◆ 文書抜粋
.....

薄い影
先日(9月21日)、前立腺肥大症の術後の66歳の患者さんが、術後報告に来院されました。
手術後の経過は良好で、排尿状態もすこぶる良く、手術をしてもらって良かったと喜んでおられました。・・・しかし、・・・しかし、その患者さんの「影が薄い」のです。貧血で顔色が悪いのでもなく、とにかく影が薄く見えるのです。
「体の調子が悪くありませんか?」と尋ねると、否定されます。しつこく尋ねると「胃がチョッともたれます。」という返事です。
「地元の大きな病院で、必ず胃カメラを行なってもらってくださいね!」と私に念を押されて、患者さんは帰られました。
その2ヵ月半後の本日(12月8日)、その患者さんが久しぶりに来院されました。患者さんの影が戻り濃くなっているのです!
「先生の言いつけ通り、地元の病院で胃カメラを行なったら、胃前庭部に胃癌が見つかり、手術しました。」
「地元の外科の先生が、胃前庭部に発赤がある。私は様子をみたいと言ったら、主治医が胃癌を疑うので手術をすすめられました。」
「術後の結果は悪性度が中くらいで、浸潤も転移も発見されませんでした。」と喜んで報告されました。
私もホットです。「実は・・・」と言って、カルテを患者さんに見せました。殴り書きのカルテでお恥ずかしいですが・・・カルテには「胃不快」の記載の下に「白い」とコメントをつけています。「白い=影が薄い」の私の隠語です。
患者さんも泌尿器科医である私が胃カメラ検査をしつこく念を押したのが気になっていたんだそうです。

.....

◆ 対象データ
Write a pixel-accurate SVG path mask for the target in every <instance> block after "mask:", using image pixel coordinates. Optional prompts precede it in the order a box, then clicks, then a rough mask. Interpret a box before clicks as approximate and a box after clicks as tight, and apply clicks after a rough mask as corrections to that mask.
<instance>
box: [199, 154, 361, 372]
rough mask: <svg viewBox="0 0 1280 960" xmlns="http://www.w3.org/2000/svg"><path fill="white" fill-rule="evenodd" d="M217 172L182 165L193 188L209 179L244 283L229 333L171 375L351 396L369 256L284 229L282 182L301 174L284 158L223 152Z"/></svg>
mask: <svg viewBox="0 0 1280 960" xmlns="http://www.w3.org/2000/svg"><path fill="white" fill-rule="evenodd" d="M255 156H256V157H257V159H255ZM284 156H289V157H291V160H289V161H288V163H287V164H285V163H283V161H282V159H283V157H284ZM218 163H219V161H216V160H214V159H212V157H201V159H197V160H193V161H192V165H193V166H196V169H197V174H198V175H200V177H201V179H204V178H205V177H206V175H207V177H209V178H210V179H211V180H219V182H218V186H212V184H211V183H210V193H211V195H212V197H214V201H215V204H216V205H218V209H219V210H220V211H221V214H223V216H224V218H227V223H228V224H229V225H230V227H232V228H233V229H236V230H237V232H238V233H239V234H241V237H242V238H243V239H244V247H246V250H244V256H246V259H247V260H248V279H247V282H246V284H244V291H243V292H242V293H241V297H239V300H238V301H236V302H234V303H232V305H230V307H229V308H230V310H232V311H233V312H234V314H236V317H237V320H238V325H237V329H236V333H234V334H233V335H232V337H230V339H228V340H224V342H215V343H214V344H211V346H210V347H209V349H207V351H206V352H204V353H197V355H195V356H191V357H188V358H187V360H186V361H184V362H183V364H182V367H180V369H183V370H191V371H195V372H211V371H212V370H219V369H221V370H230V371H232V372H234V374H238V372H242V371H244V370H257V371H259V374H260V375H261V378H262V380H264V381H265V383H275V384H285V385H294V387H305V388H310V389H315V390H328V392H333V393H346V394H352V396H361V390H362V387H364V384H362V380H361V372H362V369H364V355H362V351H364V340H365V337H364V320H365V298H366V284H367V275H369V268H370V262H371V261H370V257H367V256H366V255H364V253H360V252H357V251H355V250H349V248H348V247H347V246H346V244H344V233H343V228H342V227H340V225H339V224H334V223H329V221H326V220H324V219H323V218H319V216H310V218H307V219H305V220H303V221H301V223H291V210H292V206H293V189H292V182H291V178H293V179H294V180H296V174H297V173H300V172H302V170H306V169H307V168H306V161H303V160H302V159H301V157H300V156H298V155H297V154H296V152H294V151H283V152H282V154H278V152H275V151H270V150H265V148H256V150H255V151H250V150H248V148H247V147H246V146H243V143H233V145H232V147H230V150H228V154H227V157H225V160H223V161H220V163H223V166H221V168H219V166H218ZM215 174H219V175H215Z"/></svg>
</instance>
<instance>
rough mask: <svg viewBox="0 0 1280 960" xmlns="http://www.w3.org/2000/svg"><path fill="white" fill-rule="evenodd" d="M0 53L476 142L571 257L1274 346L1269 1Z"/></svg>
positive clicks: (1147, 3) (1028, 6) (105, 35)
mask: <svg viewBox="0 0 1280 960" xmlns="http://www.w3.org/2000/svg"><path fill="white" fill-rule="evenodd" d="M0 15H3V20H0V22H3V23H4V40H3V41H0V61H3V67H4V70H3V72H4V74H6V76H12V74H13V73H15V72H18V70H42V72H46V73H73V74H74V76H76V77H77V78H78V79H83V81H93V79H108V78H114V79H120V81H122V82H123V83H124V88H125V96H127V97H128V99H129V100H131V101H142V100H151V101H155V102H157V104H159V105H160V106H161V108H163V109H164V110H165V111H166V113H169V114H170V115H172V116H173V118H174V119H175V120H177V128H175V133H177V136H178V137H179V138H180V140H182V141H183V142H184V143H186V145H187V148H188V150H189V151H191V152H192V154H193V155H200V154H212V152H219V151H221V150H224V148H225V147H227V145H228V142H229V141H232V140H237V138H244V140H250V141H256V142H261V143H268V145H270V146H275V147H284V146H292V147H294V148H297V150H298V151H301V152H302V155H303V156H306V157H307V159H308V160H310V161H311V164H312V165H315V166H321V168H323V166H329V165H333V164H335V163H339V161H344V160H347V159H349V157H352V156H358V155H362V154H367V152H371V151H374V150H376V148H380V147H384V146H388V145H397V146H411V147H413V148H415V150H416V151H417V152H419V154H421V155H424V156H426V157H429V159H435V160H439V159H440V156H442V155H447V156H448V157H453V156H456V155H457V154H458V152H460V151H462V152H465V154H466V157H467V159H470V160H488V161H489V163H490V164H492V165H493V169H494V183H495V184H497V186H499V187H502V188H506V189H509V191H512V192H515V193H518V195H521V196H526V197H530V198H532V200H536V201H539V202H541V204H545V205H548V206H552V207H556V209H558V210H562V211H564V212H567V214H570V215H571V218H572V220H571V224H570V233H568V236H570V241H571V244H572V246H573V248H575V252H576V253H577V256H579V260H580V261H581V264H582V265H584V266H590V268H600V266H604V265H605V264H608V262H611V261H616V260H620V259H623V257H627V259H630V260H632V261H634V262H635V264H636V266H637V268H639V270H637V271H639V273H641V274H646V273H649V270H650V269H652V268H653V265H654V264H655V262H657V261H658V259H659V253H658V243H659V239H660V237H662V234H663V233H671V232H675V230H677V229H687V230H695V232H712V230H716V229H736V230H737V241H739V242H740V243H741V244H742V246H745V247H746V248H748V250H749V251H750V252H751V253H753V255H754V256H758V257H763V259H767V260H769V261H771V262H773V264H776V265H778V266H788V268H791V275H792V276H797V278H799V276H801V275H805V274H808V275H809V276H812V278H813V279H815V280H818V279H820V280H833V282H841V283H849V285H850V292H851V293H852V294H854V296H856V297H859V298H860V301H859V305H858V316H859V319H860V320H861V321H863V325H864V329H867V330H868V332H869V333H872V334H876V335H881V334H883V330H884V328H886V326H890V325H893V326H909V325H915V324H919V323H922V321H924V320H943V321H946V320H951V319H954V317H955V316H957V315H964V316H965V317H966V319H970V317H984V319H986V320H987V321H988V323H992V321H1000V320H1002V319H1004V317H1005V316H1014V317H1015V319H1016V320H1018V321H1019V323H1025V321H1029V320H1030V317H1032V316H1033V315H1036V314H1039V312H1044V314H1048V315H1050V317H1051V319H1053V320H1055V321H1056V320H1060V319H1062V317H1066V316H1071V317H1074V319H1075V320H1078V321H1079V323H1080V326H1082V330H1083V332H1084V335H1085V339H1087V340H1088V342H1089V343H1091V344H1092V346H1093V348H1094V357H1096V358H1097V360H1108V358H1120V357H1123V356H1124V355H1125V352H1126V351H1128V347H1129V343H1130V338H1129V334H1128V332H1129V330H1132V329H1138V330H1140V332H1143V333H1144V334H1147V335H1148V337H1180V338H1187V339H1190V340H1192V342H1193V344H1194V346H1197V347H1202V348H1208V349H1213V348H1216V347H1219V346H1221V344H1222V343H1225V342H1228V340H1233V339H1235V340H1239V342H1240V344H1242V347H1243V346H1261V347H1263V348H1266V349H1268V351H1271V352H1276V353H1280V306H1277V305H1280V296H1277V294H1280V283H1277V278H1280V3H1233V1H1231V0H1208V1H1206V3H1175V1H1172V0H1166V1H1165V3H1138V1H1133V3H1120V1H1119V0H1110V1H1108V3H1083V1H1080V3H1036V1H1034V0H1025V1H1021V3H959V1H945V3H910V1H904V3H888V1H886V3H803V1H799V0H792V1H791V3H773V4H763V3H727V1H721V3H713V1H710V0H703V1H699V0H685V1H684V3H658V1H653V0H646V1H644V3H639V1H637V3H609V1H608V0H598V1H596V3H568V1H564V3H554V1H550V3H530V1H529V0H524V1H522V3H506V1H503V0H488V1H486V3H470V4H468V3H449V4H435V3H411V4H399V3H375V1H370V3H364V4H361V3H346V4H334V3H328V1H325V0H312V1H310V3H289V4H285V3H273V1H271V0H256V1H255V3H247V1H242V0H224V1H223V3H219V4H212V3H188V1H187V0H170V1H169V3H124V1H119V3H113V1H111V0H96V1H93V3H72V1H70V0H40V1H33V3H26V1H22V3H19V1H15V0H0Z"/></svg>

.....

◆ 問題
「薄い影」の本文を、「その2ヵ月半後の本日(12月」を含むところから書き始め、「ませんでした。」と喜んで報告されました。」のあとで止めて、一字一句そのまま書き写せ。

◆ 出力結果
その2ヵ月半後の本日(12月8日)、その患者さんが久しぶりに来院されました。患者さんの影が戻り濃くなっているのです!
「先生の言いつけ通り、地元の病院で胃カメラを行なったら、胃前庭部に胃癌が見つかり、手術しました。」
「地元の外科の先生が、胃前庭部に発赤がある。私は様子をみたいと言ったら、主治医が胃癌を疑うので手術をすすめられました。」
「術後の結果は悪性度が中くらいで、浸潤も転移も発見されませんでした。」と喜んで報告されました。